DATASET RECORDS Start Marker

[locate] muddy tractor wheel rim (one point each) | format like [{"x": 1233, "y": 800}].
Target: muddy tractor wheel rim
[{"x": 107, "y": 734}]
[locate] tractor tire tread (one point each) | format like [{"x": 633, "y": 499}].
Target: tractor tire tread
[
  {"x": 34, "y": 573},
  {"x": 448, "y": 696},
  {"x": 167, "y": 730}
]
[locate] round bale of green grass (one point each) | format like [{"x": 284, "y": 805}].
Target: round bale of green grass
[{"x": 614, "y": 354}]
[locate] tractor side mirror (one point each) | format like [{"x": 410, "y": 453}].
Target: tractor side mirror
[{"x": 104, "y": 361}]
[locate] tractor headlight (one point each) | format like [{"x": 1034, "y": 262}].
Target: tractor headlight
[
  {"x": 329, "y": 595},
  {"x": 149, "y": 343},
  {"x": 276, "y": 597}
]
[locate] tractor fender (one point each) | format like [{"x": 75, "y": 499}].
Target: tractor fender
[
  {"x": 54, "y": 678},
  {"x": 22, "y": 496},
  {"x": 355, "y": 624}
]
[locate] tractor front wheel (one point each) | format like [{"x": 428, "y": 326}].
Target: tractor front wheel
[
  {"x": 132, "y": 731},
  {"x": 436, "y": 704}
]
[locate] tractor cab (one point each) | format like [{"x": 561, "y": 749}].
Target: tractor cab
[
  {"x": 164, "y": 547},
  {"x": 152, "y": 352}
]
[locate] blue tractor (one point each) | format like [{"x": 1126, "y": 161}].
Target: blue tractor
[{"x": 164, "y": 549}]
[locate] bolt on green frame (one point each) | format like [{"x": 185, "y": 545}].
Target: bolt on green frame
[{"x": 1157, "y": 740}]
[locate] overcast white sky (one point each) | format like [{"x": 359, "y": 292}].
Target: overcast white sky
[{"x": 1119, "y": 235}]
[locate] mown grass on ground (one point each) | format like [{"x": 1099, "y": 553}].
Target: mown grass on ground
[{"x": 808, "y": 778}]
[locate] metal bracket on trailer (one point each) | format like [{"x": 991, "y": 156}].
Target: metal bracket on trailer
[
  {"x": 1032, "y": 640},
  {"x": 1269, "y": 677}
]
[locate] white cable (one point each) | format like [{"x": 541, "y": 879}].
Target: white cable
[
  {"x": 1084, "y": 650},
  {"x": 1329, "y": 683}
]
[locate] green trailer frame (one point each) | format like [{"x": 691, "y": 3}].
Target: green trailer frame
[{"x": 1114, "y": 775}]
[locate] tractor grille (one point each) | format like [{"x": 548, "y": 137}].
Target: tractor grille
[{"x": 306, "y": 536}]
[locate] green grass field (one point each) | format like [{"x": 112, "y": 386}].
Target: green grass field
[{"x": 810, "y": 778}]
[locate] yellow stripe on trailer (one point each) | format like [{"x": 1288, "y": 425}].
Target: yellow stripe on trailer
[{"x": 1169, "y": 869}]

DATASET RECORDS End Marker
DATASET RECORDS Start Marker

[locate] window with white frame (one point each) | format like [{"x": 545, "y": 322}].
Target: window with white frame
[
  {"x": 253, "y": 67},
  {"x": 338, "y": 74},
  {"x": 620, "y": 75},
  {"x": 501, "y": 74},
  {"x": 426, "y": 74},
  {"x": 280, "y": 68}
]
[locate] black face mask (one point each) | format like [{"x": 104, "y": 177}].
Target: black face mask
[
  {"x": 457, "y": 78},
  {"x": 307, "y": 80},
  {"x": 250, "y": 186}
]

DATASET RECORDS End Marker

** TASK TO CARRY OUT **
Please give again the lines above between the line holding "[locate] mown grass" and the line holding "[locate] green trailer", inclusive, exactly as they are and with nothing added.

** OUTPUT **
[locate] mown grass on ground (one point each) | format like [{"x": 1099, "y": 553}].
Target: mown grass on ground
[{"x": 808, "y": 778}]
[locate] metal bracket on trailer (one point each) | format like [{"x": 991, "y": 156}].
Target: metal bracket on trailer
[
  {"x": 1032, "y": 640},
  {"x": 1269, "y": 677}
]
[locate] white cable (one point each) | format like [{"x": 541, "y": 879}].
Target: white cable
[
  {"x": 1084, "y": 650},
  {"x": 1329, "y": 683}
]
[locate] green trailer frame (one point each) | format like [{"x": 691, "y": 3}].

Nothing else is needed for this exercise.